EXERCISE SET:
1. In the deli review, what price per pound does Kohn's charge for corned beef?
2. Write the next part of the review of St. Louis delis, picking up after its last sentence.

DOCUMENT SEGMENT:
Kohn’s Delicatessen is one of two kosher delis I encountered during my research. Located on 10405 Old Olive Street by the JCC, it is tucked away quietly. Kohn’s is not plagued by heavy sidewalk traffic, lacking the pedestrian-friendly surroundings of Clayton or the Central West End. Entering Kohn’s feels like going grocery shopping (and in fact the deli has its own grocery along with Pratzel’s Bakery). The restaurant is very tidy and sterile and the sandwich station is located in the back. It definitely feels Jewish and plenty of advertising and Israeli selections make the place unmistakably so. The employees were pleasant and quickly supplied me with my usual order, although I did pile on a couple sides. This added up to a relatively large sum ($17.99 per pound of corned beef), but one has to factor in that kosher meat is intrinsically more costly and my stomach certainly encouraged the spending. Who could deny that? The sandwich and knish I purchased were solid, proving Kohn’s is able to provide desirable food that is also strictly kosher. I found that my sandwich surpassed anything I could craft at home.


The third stop on my culinary pilgrimage was Pumpernickles. The deli sits at 11036 Olive Boulevard right near the corner of Graeser Road, which means that it isn’t graced with the most beautiful surroundings. The construction in the area and buzzing traffic are a bit of an annoyance, but diners will find the inconvenience worth the trouble because Pumpernickles contains some of the best genuine customer service out there. The restaurant is clean and organized, with various foods out on display. I ordered my corned beef with mustard, this time on challah (bet you didn’t see that one coming!) and my waitress was friendly and happy to attend to my every need: napkins, extra sour cream – for the latkes, of course – you name it, she was ready to help. When the food came, I was pleased to sink my teeth into the soft as silk challah bread. Yes, yes, I know sandwiches are generally judged by what’s inside them, but the bread on this sandwich is out of this world. The New-York-sized $10.25 price tag left my wallet pretty thin, but the meal remained satisfactory nonetheless.

DATA LISTING:
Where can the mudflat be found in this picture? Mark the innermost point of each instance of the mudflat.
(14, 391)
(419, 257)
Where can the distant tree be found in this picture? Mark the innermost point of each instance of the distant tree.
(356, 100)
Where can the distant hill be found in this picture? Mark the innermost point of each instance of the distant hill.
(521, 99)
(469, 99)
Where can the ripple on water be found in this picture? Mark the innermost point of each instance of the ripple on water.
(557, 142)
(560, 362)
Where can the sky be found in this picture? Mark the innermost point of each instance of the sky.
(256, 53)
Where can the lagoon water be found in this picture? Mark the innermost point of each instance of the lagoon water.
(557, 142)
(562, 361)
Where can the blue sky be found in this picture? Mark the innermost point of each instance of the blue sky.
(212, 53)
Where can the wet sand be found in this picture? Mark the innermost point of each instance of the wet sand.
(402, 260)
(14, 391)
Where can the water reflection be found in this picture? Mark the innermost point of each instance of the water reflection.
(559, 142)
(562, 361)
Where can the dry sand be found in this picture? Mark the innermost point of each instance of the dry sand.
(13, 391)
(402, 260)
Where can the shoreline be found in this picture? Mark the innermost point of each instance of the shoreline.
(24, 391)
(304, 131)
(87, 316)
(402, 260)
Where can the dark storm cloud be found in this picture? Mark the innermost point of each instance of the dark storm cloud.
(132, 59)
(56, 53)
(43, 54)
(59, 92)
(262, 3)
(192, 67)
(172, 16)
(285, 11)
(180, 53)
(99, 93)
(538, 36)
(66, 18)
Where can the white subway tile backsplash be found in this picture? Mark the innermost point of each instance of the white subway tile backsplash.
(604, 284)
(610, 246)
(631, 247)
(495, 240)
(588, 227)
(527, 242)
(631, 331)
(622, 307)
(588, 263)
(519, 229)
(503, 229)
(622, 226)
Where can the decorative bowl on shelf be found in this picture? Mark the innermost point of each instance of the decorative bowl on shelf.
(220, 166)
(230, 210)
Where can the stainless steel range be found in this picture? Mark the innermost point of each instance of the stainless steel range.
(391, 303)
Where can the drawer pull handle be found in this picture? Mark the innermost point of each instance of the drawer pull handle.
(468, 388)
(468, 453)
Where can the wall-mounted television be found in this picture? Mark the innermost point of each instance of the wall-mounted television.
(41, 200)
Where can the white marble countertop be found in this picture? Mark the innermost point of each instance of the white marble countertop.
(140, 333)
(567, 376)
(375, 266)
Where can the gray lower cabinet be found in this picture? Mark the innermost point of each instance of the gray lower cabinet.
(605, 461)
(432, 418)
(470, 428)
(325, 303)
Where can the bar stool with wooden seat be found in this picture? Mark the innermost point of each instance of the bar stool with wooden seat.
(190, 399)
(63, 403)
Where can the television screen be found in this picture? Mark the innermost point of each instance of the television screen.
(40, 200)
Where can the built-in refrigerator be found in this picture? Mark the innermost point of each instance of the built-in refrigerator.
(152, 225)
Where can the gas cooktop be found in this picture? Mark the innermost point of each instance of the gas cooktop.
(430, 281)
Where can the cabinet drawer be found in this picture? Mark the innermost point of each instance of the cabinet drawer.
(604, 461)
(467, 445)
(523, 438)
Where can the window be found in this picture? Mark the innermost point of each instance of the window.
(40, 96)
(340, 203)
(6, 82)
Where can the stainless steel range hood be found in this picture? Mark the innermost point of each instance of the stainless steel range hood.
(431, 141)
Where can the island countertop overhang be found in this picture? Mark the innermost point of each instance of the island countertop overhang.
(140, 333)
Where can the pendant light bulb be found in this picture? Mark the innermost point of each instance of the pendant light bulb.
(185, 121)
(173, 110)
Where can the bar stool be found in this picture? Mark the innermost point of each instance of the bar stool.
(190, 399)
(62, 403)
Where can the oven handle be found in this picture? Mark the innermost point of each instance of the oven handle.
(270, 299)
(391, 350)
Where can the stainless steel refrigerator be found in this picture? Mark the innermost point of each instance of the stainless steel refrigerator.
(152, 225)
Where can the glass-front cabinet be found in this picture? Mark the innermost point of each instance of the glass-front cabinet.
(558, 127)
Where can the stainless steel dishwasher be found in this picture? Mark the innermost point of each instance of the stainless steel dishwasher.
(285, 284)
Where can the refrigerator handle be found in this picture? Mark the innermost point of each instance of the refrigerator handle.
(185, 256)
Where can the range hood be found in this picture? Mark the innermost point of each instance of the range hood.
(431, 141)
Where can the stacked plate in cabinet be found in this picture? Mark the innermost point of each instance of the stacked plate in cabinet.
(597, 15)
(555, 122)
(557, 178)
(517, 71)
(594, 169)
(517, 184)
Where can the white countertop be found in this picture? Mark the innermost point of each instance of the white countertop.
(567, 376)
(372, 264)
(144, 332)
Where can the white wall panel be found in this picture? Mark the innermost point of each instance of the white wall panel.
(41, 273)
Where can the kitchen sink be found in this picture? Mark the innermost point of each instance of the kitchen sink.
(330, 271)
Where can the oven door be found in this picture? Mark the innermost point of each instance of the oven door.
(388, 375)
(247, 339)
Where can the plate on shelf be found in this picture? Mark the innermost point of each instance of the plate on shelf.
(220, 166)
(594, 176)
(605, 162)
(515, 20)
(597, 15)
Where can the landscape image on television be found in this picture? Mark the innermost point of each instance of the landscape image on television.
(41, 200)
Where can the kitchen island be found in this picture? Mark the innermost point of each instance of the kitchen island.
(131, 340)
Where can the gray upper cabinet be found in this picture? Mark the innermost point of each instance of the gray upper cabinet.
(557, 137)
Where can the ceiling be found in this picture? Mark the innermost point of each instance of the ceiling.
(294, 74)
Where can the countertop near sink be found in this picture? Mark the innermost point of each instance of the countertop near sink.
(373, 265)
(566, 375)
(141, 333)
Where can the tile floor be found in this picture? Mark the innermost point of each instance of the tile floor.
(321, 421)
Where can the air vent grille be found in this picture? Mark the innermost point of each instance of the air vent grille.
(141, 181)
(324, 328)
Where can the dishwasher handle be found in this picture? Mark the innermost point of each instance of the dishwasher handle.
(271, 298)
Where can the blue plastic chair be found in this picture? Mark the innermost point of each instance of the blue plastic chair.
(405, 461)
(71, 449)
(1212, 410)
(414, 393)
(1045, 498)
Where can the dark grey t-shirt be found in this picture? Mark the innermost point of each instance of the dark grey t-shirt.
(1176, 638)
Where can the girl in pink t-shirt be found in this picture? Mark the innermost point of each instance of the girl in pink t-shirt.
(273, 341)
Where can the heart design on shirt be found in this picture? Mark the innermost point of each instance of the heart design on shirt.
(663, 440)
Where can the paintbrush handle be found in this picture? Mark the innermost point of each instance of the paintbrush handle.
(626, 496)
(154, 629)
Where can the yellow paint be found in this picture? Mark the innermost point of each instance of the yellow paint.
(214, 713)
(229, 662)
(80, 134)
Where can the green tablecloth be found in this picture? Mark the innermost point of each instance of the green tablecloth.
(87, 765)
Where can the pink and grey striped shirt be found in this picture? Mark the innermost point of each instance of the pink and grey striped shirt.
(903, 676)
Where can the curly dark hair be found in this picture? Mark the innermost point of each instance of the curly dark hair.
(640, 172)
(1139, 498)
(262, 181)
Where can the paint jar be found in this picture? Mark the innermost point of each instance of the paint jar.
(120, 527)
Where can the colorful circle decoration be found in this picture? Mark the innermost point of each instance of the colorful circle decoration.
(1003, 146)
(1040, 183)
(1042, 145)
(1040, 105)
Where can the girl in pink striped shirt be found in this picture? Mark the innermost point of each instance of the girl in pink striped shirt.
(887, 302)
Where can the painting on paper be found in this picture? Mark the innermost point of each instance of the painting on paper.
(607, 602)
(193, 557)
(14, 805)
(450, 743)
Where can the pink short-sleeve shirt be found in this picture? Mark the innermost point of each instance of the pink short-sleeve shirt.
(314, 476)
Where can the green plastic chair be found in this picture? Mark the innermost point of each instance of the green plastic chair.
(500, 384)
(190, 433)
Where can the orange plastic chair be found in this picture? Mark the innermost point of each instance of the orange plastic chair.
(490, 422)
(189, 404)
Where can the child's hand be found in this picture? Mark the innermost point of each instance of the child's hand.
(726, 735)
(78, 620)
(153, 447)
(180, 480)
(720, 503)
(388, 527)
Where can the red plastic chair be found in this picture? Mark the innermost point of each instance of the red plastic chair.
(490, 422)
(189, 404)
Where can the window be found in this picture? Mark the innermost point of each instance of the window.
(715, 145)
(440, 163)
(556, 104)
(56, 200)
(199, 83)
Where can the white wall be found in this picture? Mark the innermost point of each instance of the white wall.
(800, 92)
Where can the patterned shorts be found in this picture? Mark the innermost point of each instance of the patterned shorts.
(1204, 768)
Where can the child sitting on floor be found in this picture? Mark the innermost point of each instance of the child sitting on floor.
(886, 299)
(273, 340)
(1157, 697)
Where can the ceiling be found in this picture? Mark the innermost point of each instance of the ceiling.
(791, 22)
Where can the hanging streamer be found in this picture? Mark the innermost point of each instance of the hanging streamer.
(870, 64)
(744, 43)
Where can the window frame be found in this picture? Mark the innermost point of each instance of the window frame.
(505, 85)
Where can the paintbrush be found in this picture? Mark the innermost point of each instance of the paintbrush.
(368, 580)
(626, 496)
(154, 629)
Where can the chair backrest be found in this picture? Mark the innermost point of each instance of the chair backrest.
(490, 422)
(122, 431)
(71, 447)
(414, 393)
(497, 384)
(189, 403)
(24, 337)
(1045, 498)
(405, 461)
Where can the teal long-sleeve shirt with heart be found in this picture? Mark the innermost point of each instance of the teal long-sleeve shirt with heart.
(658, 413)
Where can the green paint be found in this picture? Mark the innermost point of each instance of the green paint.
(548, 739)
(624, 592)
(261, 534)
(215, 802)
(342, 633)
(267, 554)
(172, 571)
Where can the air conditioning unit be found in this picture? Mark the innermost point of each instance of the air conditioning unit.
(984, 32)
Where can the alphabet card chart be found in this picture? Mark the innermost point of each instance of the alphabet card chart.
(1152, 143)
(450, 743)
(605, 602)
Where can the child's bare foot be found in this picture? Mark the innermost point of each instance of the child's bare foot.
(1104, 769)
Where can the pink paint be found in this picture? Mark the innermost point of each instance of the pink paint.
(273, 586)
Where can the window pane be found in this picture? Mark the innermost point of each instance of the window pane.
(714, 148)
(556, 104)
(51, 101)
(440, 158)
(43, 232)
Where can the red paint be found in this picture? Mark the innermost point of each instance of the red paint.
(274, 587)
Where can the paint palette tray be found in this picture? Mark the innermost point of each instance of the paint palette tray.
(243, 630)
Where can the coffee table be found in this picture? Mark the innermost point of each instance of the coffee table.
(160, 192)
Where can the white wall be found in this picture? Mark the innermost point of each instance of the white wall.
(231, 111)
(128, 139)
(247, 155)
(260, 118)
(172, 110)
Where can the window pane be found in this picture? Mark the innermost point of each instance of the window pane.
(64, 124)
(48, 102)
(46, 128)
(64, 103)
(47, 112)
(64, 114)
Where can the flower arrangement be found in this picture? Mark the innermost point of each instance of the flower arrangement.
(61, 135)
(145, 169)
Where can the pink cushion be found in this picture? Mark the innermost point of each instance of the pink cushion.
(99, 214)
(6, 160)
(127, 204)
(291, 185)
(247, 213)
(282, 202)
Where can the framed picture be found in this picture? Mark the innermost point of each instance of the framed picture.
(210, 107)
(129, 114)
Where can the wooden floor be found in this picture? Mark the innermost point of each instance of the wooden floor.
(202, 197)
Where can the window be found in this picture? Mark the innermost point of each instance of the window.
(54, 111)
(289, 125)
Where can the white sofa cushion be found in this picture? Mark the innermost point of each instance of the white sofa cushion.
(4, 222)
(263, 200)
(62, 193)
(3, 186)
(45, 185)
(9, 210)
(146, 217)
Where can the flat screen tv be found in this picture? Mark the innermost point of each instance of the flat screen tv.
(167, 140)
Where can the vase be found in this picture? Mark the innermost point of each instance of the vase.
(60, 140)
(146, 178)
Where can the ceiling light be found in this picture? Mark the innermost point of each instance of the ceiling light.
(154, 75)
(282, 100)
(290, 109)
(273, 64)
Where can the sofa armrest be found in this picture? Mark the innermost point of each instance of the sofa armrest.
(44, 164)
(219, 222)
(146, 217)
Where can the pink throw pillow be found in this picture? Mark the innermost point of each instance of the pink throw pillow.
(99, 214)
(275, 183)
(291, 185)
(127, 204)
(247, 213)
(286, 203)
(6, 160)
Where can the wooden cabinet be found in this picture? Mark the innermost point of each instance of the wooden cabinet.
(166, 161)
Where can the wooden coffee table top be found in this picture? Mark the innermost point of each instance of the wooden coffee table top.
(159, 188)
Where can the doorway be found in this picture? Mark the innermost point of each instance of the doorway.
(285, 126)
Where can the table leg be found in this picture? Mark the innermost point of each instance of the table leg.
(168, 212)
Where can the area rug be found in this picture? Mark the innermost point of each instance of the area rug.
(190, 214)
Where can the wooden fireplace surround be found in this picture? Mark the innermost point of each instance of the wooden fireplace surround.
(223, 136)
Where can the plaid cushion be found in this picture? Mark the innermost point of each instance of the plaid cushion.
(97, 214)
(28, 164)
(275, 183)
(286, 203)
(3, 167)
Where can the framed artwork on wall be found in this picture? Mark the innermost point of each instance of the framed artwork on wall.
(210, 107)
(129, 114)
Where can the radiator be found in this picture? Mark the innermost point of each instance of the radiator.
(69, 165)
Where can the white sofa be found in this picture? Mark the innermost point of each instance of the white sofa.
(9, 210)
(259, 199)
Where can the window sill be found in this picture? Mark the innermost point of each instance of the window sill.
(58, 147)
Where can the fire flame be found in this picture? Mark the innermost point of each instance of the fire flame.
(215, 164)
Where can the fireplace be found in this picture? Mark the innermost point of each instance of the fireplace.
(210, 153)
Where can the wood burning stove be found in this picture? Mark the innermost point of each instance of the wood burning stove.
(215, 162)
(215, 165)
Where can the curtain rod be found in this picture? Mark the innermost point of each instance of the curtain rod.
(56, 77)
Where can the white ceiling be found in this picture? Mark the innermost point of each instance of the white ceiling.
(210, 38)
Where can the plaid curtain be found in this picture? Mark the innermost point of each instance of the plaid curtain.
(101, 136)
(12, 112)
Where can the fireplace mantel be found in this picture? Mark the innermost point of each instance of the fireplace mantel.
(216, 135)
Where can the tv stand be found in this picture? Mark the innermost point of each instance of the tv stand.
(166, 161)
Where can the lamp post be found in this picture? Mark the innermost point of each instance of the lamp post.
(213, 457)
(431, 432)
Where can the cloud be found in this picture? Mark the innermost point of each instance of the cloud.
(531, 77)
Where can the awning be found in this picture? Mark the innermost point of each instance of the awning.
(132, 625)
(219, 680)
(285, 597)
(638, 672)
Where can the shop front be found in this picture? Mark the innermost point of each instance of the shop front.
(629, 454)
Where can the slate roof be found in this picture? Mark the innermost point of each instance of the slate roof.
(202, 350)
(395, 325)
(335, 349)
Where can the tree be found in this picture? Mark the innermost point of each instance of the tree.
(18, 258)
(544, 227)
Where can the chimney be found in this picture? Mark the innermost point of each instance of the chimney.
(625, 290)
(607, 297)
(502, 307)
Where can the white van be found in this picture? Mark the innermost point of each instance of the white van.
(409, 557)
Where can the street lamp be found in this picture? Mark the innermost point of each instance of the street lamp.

ANSWERS BY TASK:
1. $17.99 per pound

2.
The second kosher deli I ventured to was Diamant’s Meat Market, which sits at 618 North and South Road near the intersection with Delmar Boulevard. University City is another charming and historic district, with Diamant’s at the center of the area. Although parking is not readily available, the short walk is painless and well rewarded. Trees line the streets and interweave with the old stone buildings to add to a classy and refined atmosphere. When I entered Diamant’s, I nearly tripped over two little boys running around with candy in hand. The owner responded with a hearty laugh and ushered me to the back counter where I could place my order. He was friendly and gave me heavy doses of both St. Louis hospitality and mustard. I forked over my $8 and transferred from the counter to one of the many tables near the window. For starters, the window seating is superb; it offers a great view of North and South Road and it’s a treat to watch the serene flow of people and traffic. Now for the sandwich. It was once again superb. The kosher corned beef was flavorful, the rye bread was tasty and the mustard did what mustard does: complete the sandwich. Diamant’s was another pleasant experience that distinguished itself with picturesque suburban charm.

My city-wide crusade to unearth and experience the various delis of the St. Louis area proved to be a huge success. Although I’ve eaten more than my fair share of corned beef, I now know that St. Louis is no slouch when it comes to offering traditional Jewish cuisine. Although we may not have a treasure trove like Katz’s, we certainly possess a few sparkling gems, all of which deserve the attention of hungry St. Louisans. However, don’t let my search blind you, there are likely numerous other delis worthy of my attention that you may know of. So please, feel free to log on to the Teen Page online and share your opinion! Regardless, I’m off to go grab some sushi; there are only so many pickles and sandwiches one man can eat.